Pick out every line below that contains the word "bowl", and copy each one in full.

(Named-object pointing lines)
-- Start --

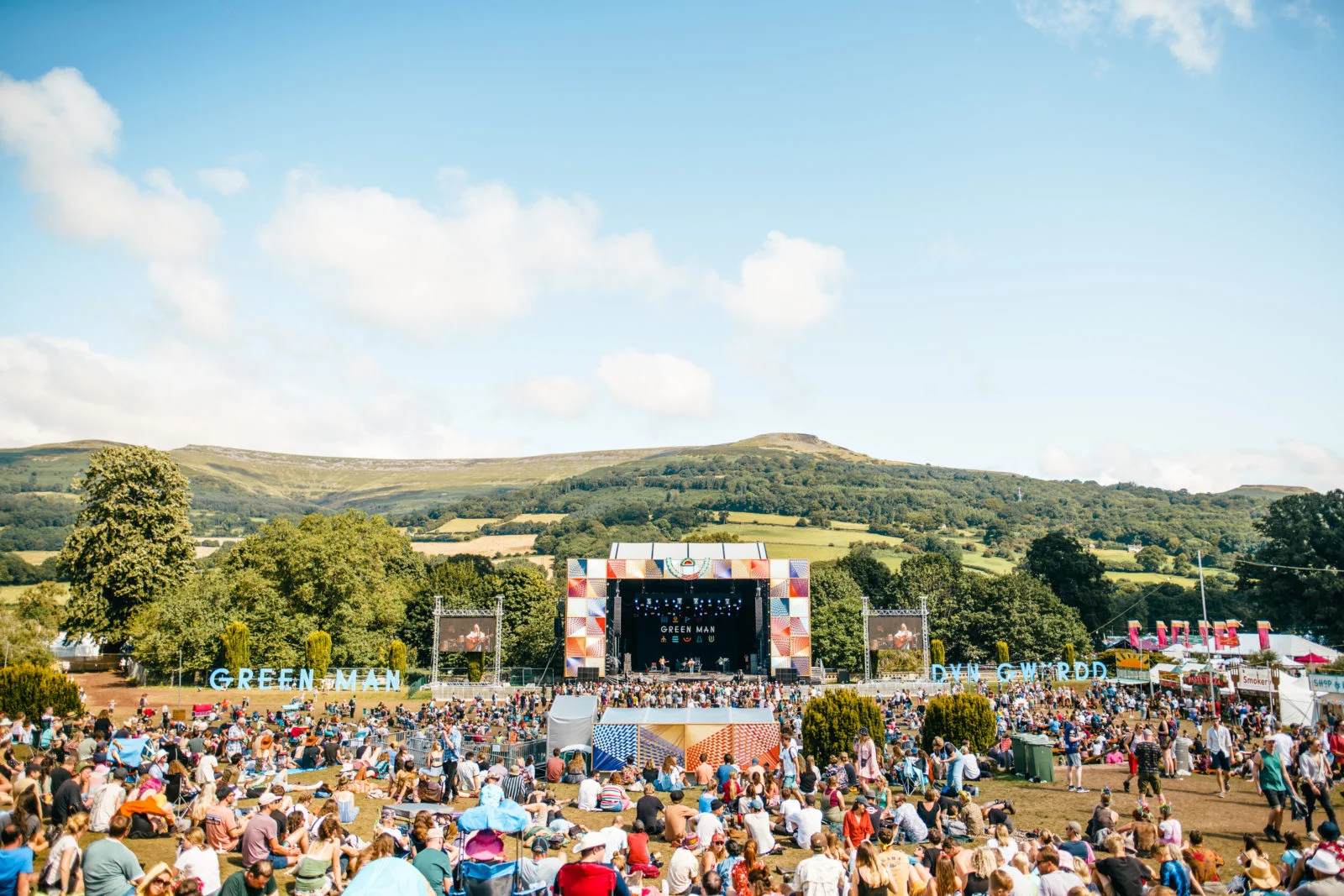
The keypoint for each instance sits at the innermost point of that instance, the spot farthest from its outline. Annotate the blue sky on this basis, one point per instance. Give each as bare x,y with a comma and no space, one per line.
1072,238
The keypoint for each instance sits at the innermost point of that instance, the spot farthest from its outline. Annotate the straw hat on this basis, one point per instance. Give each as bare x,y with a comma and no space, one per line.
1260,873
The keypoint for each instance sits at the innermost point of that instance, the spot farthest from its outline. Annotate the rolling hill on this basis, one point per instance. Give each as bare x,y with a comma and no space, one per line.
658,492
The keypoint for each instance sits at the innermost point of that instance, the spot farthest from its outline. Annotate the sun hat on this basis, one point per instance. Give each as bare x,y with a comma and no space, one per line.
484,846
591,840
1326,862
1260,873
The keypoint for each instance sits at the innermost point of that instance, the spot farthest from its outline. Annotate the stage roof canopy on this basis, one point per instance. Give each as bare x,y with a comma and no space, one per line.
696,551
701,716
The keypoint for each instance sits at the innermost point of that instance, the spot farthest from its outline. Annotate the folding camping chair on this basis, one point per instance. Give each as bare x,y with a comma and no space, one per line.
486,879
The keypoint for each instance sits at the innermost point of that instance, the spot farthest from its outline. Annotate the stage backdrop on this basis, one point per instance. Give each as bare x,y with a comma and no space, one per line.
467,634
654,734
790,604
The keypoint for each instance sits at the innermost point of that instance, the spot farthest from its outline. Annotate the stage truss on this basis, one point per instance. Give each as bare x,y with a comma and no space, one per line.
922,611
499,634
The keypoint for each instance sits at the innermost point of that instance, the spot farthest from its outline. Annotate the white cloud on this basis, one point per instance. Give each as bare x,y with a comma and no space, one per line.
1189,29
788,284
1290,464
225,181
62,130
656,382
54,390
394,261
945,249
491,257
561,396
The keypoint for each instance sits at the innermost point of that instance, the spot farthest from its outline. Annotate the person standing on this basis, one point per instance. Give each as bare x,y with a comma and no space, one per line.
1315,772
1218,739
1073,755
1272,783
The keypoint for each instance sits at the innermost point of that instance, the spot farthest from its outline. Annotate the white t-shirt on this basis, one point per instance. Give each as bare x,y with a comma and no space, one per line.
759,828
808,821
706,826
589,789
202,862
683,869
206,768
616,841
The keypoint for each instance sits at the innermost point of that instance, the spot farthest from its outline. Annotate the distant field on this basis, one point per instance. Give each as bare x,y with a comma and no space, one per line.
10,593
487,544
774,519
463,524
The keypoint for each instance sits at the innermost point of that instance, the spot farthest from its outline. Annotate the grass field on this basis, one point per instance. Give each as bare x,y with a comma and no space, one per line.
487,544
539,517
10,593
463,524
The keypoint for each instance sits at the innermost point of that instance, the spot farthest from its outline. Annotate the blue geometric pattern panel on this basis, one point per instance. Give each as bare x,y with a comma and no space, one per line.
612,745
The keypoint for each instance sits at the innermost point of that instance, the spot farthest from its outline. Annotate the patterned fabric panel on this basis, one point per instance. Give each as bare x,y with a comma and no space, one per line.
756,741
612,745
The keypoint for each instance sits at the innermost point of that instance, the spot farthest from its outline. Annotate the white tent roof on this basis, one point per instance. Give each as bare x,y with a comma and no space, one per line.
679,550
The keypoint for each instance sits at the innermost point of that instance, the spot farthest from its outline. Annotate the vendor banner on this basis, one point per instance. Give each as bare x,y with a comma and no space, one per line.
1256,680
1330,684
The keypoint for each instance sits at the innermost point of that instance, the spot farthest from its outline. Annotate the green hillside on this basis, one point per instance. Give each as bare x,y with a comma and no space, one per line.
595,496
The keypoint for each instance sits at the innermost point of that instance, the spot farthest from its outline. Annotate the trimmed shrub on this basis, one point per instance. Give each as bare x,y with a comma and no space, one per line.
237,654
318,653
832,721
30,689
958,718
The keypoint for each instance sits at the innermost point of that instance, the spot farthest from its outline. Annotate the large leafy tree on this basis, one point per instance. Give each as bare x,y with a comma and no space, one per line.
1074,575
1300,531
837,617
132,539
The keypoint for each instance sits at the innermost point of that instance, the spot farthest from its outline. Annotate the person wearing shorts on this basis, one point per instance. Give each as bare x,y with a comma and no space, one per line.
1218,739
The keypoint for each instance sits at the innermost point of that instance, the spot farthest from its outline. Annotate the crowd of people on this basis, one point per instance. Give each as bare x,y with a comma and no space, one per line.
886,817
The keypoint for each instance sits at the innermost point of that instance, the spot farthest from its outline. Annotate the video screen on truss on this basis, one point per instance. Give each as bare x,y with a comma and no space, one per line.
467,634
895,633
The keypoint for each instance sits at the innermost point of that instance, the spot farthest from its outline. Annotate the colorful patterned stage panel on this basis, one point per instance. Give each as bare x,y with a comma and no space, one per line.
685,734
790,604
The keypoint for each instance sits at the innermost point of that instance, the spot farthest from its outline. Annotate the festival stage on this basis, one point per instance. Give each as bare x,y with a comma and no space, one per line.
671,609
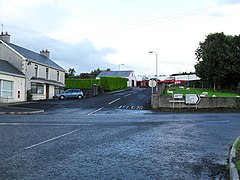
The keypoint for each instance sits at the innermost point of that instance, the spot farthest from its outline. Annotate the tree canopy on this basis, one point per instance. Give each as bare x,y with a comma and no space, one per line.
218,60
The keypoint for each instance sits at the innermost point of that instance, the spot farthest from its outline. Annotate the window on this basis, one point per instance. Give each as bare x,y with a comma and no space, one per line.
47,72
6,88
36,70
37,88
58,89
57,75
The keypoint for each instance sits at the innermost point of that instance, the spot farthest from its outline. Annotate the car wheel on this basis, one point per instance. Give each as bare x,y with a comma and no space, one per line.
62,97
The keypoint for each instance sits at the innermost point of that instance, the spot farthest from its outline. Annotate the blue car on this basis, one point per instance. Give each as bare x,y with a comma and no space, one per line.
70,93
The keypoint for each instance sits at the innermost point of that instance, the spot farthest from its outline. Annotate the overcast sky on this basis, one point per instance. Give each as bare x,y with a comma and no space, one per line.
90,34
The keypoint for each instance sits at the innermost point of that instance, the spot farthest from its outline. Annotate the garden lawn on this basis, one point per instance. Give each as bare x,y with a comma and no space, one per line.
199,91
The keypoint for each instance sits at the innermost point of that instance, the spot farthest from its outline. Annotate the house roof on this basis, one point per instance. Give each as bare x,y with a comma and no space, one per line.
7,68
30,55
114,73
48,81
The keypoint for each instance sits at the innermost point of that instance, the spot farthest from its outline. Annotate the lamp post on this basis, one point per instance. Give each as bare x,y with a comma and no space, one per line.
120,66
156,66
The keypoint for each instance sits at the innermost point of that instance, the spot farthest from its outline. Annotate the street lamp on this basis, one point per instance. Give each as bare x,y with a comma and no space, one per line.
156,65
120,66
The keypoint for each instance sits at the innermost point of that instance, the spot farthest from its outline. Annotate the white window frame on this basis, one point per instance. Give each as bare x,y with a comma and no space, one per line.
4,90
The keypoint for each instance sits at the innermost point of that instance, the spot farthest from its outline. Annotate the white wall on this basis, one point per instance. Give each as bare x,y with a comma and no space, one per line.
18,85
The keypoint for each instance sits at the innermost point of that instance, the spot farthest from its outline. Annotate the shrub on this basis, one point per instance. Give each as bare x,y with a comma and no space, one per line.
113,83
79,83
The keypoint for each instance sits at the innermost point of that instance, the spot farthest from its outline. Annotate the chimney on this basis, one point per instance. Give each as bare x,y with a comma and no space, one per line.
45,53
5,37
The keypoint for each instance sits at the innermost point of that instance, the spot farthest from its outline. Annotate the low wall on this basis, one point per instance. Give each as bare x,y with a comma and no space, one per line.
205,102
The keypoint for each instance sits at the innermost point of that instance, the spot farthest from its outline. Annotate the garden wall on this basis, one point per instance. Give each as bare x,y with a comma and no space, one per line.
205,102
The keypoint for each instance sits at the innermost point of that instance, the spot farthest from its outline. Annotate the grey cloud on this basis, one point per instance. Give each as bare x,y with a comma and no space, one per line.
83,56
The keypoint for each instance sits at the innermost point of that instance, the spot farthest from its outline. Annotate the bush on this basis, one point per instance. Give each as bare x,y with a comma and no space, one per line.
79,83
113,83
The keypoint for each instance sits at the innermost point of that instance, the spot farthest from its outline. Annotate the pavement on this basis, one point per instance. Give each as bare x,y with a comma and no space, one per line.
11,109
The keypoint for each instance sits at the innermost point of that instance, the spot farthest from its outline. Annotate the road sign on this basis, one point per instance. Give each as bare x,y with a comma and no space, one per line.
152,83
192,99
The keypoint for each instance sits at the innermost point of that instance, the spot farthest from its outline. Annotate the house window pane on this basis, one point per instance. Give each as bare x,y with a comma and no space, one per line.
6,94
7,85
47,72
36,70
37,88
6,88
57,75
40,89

-- End --
-- Start --

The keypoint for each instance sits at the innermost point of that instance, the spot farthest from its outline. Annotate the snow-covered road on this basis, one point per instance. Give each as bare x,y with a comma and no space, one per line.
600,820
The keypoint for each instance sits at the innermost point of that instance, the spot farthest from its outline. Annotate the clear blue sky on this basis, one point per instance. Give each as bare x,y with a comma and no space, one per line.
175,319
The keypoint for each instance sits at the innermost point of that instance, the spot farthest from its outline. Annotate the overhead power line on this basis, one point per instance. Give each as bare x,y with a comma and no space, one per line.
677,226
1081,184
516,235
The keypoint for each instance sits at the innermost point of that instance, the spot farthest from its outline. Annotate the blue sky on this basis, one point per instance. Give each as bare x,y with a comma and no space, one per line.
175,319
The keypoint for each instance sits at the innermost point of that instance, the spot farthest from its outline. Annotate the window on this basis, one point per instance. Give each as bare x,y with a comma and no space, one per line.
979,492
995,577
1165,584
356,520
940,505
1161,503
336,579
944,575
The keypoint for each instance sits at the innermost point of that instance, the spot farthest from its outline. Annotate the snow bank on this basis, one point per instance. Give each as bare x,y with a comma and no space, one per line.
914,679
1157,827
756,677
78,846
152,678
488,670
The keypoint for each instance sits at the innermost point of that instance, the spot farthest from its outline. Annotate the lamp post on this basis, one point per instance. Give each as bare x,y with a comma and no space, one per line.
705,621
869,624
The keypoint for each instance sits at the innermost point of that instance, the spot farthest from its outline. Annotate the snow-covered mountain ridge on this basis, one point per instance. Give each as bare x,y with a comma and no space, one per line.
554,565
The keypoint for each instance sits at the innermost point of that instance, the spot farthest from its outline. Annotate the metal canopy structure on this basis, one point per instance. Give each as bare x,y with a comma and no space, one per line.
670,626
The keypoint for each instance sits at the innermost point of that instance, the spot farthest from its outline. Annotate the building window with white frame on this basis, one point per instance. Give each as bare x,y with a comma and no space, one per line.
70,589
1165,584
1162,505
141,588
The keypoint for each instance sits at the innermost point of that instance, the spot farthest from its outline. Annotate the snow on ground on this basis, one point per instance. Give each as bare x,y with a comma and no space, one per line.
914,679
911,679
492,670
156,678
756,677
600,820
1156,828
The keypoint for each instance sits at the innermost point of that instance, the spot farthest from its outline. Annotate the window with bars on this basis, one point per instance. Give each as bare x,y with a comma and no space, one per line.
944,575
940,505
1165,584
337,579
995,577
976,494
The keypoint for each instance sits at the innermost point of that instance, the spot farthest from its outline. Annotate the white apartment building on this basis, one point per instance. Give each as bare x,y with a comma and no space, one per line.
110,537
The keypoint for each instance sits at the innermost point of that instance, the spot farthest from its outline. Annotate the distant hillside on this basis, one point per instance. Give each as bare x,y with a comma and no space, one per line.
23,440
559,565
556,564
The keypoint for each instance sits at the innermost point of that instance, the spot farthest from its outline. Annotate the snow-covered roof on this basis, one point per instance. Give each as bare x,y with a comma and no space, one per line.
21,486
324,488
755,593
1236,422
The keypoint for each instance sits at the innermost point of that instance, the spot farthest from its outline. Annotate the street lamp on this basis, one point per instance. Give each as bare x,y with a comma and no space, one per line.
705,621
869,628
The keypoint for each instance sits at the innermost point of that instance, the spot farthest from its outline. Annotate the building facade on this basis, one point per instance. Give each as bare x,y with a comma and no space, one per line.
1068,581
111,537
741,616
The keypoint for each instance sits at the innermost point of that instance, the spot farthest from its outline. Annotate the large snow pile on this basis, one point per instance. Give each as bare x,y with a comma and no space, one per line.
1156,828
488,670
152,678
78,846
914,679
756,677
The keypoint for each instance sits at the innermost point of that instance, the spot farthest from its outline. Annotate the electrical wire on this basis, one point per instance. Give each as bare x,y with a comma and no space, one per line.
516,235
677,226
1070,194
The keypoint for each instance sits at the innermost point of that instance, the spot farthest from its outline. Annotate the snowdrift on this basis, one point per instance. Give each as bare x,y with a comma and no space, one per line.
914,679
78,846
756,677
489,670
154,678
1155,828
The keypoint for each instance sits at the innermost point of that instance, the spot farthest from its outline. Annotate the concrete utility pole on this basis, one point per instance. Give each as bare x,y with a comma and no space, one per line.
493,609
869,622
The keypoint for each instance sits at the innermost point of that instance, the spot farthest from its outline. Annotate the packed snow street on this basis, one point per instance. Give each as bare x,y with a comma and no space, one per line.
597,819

-- End --
-- Start --

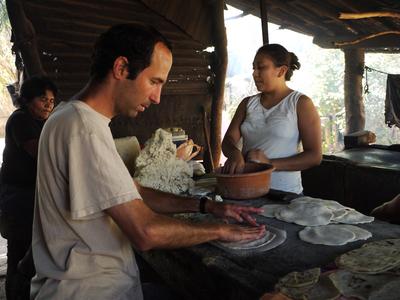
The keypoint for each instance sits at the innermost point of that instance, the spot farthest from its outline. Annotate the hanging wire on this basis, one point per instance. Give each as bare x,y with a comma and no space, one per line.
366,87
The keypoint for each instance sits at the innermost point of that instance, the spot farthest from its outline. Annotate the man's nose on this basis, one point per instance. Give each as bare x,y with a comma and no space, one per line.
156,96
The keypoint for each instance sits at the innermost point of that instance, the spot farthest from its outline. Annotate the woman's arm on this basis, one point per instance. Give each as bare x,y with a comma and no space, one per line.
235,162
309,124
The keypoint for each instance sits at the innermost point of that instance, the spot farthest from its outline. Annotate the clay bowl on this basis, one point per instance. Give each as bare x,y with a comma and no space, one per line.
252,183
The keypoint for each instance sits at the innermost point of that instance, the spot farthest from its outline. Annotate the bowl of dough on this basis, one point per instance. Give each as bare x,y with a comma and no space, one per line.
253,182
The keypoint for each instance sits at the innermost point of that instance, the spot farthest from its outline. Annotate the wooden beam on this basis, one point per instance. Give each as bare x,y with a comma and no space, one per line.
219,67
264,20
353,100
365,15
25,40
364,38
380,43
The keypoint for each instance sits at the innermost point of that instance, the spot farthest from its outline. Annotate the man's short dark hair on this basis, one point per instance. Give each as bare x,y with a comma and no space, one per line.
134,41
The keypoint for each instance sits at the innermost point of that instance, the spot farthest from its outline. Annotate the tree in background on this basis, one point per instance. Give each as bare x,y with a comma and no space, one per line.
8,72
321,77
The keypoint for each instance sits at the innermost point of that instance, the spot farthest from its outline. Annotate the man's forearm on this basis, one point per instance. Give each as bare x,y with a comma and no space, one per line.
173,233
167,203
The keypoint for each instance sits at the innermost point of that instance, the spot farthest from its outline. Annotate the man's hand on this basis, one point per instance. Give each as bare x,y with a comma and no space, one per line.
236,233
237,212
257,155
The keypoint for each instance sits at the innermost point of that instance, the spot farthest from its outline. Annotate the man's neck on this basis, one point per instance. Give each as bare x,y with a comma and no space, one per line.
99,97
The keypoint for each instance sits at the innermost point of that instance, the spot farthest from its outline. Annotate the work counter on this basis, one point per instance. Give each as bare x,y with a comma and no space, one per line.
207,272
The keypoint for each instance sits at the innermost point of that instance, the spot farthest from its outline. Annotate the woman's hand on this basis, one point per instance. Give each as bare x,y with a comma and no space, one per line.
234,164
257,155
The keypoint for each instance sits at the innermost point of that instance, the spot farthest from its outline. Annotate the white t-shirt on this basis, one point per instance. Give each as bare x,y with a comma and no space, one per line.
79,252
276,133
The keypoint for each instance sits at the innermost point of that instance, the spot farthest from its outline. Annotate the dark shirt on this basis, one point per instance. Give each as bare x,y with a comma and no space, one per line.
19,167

-- End --

| Full answer |
The keypoint for each instance sits at the innermost point of that instance, the spot farthest from its outline. Annotate the clay bowl on this basis, one point per instance. Give each as bare x,y with a comma and no space, one per line.
The keypoint for each instance sits at the innermost point of that instance, the spot farthest from its outline. Annotate the bowl of dough on this basis, one point per instance. Give each as bare x,y with a comma and no space, one per line.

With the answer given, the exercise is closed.